**Complete the following:**
1) According to the forum thread on upper structure theory, why is the 11th avoided in a major 7th chord?
2) Copy the rows from the line containing "Every instance gets a single point. Point out the bird's wing" through the end of the rows, requests included. Shift every number in the answer coordinates by -11, and leave the sample coordinates inside the requests unchanged.

**Text segment:**
------------------------
# Learning Some Upper Structure Theory



## MrPepperoniNipples (Sep 26, 2012)

So I'm going to be going over some upper structure theory stuff with my teacher next week, and I'm supposed to have some sort of idea of what it is going into the lesson so we can get down to the business.

I've been trying to learn online, but the articles and tutorials I've found don't really give me an idea of what upper structure theory _is_, but instead various rules and guidelines for it.

So I ask you, when you get down to it, what is upper structure theory?


EDIT: Also, I'm seeing a lot about "avoid" notes that don't 'work' with the chord.

In a Major 7th chord, it said the 11 is to be avoided.

How is it determined that a note it to be or not to be avoided?


----------



## Dayn (Sep 27, 2012)

I've heard the term 'avoid note' in my copy of The Jazz Theory Book. For a major 7th chord, the 11th is avoided because there's a tritone between the major 7th and 11th. Similarly, in a minor 6th chord, I suppose the avoid note would be the major 9th.

As for upper structure theory? I profess profound ignorance.

Edit: Of course, 'avoid' only as a term to describe its dissonance. The dominant 7th chord has a tritone between the minor 7th and major 3rd, but it's awesome.


----------



## Mr. Big Noodles (Sep 27, 2012)

"Upper structure" refers to extensions beyond the seventh. These include ninths, elevenths, and thirteenths. They're typically used to add color to a chord. When voicing a chord with extensions, all you need is the root (maybe not even that, although I like to include it), the third, the seventh, and whatever the highest extension is. As far as "avoid notes" go, don't worry about them. In my book, they don't exist. If you play something and it sounds off, you've stumbled onto a dissonance and you will probably want to resolve it.
------------------------
**Records for processing:**
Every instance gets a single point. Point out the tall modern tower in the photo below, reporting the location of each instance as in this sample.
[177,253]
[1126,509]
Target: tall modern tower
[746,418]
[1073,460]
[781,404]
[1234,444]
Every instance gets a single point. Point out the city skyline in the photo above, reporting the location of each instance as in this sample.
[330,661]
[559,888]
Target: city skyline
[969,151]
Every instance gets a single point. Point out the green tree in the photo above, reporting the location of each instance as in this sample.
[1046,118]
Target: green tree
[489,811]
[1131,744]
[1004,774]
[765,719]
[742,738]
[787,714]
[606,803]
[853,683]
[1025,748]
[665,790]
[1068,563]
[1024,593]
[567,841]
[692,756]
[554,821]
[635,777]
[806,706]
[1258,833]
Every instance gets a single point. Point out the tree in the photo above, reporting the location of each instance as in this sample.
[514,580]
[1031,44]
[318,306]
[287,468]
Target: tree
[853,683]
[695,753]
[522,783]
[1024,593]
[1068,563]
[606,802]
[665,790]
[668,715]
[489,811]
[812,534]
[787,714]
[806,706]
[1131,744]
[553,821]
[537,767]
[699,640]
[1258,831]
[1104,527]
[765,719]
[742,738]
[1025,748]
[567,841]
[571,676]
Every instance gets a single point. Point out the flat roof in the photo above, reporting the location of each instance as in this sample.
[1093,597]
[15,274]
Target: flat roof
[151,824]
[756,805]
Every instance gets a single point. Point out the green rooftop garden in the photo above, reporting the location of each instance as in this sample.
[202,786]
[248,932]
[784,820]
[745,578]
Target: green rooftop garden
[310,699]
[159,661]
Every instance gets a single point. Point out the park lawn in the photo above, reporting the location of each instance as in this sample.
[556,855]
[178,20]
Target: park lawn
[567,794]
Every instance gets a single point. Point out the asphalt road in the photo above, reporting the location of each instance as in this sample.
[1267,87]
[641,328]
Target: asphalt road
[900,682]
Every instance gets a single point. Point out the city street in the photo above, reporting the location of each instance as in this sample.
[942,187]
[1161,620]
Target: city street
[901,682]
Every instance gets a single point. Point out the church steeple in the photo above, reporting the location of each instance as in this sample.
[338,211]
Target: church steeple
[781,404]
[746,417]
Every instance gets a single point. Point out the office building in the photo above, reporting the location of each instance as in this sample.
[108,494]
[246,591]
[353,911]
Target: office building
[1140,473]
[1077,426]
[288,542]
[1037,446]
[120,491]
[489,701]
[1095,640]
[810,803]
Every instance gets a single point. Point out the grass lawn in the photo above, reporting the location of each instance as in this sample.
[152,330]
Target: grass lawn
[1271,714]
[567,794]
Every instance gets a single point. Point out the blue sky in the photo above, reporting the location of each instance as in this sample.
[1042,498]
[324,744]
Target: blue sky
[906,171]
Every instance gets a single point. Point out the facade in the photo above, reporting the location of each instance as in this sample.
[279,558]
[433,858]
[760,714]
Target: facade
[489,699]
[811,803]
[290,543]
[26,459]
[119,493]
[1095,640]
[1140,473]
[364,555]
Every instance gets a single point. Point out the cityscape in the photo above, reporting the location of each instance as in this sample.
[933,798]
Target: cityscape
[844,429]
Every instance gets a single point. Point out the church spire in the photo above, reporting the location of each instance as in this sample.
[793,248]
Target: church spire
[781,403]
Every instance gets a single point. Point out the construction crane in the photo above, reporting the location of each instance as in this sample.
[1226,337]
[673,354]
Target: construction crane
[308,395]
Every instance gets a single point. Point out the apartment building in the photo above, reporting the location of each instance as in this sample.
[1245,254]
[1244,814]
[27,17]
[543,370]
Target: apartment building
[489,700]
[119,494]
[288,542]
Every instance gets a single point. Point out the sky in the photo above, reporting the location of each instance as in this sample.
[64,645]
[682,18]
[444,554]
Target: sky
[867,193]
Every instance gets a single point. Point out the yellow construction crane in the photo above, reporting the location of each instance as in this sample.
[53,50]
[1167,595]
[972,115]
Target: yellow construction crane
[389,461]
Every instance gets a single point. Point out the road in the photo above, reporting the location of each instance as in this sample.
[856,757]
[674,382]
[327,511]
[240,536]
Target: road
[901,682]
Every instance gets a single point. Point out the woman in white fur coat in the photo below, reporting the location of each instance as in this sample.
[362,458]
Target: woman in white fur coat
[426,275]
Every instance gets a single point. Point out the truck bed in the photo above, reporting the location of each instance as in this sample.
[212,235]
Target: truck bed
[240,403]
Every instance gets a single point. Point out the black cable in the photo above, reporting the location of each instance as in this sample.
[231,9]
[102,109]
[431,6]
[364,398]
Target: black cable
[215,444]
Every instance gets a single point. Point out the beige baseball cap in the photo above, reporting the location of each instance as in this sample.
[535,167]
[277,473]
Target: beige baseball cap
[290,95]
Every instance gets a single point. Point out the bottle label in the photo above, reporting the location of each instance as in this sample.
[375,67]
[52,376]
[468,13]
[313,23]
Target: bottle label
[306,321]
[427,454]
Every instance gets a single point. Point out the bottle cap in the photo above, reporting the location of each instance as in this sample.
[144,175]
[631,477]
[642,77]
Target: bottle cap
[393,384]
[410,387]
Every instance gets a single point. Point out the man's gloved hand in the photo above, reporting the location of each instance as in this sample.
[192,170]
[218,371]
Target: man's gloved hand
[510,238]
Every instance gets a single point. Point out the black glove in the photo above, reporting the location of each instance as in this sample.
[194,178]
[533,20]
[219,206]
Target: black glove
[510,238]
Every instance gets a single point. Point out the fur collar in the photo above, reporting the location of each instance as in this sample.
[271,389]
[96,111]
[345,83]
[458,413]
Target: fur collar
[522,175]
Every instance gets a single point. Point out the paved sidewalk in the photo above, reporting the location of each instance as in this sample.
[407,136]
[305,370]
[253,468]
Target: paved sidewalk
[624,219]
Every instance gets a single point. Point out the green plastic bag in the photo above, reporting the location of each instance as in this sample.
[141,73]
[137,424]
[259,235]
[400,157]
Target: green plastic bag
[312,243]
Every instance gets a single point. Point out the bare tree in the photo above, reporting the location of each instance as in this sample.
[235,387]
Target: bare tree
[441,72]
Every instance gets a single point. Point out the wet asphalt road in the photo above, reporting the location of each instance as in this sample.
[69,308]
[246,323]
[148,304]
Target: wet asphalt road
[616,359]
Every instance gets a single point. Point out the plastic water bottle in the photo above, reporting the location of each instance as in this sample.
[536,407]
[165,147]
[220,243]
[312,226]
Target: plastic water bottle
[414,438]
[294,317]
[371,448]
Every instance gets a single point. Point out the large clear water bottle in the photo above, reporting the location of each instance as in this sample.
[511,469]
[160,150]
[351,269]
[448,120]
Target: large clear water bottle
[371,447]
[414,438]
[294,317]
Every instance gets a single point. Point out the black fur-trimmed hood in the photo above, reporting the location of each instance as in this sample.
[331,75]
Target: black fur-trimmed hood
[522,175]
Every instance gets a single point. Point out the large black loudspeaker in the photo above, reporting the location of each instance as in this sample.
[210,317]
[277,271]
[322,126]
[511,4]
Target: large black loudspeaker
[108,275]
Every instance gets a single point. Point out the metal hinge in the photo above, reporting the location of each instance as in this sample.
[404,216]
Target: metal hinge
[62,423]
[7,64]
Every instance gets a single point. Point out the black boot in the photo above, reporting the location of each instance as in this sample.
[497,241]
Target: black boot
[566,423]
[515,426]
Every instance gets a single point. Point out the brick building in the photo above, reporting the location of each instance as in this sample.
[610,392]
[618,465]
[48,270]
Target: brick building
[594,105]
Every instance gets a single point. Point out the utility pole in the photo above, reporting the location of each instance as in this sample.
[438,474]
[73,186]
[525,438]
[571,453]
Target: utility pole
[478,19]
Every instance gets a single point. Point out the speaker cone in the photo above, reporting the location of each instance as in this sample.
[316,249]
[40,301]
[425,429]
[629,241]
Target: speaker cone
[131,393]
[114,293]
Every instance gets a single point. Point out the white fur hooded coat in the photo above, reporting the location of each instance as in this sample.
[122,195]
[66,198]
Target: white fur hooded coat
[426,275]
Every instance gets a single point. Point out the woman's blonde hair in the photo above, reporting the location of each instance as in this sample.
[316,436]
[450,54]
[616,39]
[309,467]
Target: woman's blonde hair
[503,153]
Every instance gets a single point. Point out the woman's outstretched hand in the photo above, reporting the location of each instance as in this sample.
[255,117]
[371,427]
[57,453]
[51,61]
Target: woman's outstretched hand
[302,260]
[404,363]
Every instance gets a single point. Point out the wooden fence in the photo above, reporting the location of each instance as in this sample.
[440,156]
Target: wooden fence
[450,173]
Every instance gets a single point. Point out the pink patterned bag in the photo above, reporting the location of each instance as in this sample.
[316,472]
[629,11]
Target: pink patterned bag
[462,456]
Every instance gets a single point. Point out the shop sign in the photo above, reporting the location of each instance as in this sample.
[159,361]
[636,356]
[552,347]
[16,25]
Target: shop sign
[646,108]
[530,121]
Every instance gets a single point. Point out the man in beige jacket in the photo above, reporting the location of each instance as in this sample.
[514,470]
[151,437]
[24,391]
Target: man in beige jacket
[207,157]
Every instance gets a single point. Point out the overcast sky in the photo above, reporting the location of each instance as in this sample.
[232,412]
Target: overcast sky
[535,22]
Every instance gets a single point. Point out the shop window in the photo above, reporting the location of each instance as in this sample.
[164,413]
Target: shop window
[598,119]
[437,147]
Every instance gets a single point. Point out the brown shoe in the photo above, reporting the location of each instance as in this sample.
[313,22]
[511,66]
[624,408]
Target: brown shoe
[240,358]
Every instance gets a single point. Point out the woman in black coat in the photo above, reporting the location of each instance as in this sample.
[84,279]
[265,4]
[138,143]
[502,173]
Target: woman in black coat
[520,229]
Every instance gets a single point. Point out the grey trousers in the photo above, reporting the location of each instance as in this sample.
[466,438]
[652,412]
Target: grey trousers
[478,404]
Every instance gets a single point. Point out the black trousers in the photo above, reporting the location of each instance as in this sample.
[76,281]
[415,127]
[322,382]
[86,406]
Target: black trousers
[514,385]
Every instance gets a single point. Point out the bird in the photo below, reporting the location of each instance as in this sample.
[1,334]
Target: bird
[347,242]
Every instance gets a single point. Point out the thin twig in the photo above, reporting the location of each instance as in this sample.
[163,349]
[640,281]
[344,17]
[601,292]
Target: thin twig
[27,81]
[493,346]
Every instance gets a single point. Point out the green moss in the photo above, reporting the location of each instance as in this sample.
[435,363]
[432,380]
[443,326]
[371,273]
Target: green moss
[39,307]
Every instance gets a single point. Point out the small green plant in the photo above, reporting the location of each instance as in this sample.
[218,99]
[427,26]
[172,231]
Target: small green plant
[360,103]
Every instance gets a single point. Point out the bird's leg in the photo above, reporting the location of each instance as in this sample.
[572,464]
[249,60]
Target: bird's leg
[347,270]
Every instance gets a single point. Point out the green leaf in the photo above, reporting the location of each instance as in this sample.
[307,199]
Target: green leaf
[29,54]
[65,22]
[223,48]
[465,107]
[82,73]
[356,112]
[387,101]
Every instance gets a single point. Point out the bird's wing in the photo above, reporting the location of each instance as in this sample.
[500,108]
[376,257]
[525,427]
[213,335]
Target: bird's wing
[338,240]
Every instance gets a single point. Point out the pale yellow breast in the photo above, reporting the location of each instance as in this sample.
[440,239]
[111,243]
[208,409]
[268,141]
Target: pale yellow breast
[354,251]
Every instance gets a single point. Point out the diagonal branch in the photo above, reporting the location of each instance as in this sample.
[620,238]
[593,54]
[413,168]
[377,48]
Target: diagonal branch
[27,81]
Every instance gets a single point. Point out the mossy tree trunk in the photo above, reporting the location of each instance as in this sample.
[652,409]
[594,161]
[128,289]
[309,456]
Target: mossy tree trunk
------------------------
**Responses per task:**
1) There is a tritone between the major 7th and the 11th.

2)
Every instance gets a single point. Point out the bird's wing in the photo above, reporting the location of each instance as in this sample.
[500,108]
[376,257]
[525,427]
[213,335]
Target: bird's wing
[327,229]
Every instance gets a single point. Point out the pale yellow breast in the photo above, reporting the location of each instance as in this sample.
[440,239]
[111,243]
[208,409]
[268,141]
Target: pale yellow breast
[343,240]
Every instance gets a single point. Point out the diagonal branch in the photo above, reporting the location of each instance as in this sample.
[620,238]
[593,54]
[413,168]
[377,48]
Target: diagonal branch
[16,70]
Every instance gets a single point. Point out the mossy tree trunk in the photo above, reporting the location of each instance as in this sample.
[652,409]
[594,161]
[128,289]
[309,456]
Target: mossy tree trunk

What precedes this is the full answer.